Given instruction:
Recast the entries, from their start through the line containing "M31 81L31 84L34", as a JSON list of strings with one string per line. Leave out blank lines and pictures.

Information given:
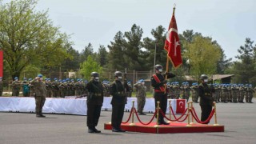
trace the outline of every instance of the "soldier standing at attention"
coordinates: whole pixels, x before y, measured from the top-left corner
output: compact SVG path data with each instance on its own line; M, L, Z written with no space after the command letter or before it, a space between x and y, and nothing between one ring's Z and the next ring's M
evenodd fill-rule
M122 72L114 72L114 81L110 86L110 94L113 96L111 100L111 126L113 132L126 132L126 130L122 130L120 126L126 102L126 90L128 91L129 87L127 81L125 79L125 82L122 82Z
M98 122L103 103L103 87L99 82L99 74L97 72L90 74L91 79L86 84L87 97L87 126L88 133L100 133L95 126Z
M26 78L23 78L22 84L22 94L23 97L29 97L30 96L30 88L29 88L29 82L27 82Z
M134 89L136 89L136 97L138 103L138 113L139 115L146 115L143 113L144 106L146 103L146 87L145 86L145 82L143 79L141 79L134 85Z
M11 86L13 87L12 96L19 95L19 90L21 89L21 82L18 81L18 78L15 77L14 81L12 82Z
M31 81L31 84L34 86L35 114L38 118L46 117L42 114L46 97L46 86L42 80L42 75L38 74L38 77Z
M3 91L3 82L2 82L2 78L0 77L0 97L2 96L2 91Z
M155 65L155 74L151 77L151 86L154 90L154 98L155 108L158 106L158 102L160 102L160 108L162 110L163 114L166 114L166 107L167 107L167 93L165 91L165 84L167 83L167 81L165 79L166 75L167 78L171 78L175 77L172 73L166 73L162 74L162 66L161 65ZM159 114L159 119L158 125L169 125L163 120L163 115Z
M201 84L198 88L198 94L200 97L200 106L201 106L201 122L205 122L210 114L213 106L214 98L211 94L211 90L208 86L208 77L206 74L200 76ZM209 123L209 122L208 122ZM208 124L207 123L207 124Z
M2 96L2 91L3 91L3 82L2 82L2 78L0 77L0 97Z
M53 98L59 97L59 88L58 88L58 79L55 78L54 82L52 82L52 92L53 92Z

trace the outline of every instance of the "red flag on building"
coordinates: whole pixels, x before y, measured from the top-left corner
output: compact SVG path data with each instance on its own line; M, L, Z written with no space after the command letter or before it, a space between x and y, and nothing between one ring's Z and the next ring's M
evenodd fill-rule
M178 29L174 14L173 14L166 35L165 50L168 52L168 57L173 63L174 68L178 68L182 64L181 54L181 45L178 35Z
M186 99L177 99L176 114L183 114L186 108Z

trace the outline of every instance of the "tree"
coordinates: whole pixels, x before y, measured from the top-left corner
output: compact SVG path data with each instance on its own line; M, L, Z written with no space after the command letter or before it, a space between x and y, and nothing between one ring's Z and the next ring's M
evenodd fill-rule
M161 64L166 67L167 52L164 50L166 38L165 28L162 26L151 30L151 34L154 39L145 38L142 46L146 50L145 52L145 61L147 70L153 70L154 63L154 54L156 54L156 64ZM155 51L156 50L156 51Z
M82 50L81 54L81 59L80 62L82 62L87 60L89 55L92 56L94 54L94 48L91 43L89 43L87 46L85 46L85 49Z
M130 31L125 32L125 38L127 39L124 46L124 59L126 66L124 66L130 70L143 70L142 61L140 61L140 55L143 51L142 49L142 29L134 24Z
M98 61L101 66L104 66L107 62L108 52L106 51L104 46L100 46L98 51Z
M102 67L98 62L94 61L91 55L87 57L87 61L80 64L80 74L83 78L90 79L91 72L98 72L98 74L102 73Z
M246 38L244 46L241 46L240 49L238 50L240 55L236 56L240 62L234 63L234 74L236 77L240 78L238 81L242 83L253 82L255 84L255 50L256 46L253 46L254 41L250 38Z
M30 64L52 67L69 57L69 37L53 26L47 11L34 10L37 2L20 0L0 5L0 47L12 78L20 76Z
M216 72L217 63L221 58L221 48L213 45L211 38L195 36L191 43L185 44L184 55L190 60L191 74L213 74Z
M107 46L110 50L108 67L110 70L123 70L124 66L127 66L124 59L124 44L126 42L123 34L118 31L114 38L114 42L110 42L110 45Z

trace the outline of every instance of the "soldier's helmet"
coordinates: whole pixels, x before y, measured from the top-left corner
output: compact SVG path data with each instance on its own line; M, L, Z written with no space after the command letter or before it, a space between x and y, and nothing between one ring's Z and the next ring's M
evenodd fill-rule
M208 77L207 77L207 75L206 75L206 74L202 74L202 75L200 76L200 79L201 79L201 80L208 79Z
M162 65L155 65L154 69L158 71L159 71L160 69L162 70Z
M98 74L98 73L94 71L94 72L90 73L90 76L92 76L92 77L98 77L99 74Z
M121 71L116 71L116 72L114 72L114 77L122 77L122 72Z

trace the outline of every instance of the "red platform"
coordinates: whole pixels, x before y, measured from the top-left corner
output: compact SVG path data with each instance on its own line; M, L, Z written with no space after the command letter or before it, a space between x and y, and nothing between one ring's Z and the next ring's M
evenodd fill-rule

Result of this exercise:
[
  "trace the outline of every instance of the \"soldier standing at attention\"",
  "coordinates: whole pixels, x before y, measured from the top-left corner",
  "output: compact SVG path data with each instance on its own line; M, L, Z written with no space after the command letter or before it, a space between x and y, and nothing between one ring's Z and the next ring's M",
  "evenodd fill-rule",
  "M122 72L114 72L114 81L110 86L110 94L113 96L111 100L111 126L113 132L126 132L126 130L122 130L120 126L126 102L126 90L128 91L129 87L127 81L125 79L125 82L122 82Z",
  "M98 122L103 103L103 87L99 82L99 74L97 72L90 74L91 79L86 84L87 97L87 126L88 133L100 133L95 126Z",
  "M26 78L23 78L22 84L22 94L23 97L29 97L30 96L30 88L29 88L29 82L27 82Z",
  "M134 89L136 89L136 97L138 103L138 113L139 115L146 115L143 113L144 106L146 103L146 87L145 86L145 82L143 79L141 79L134 85Z",
  "M11 86L13 87L12 96L19 95L19 90L21 89L21 82L18 81L18 78L15 77L14 81L12 82Z",
  "M31 81L31 84L34 86L35 114L38 118L46 117L42 114L46 97L46 86L42 80L42 75L38 74L38 77Z"
]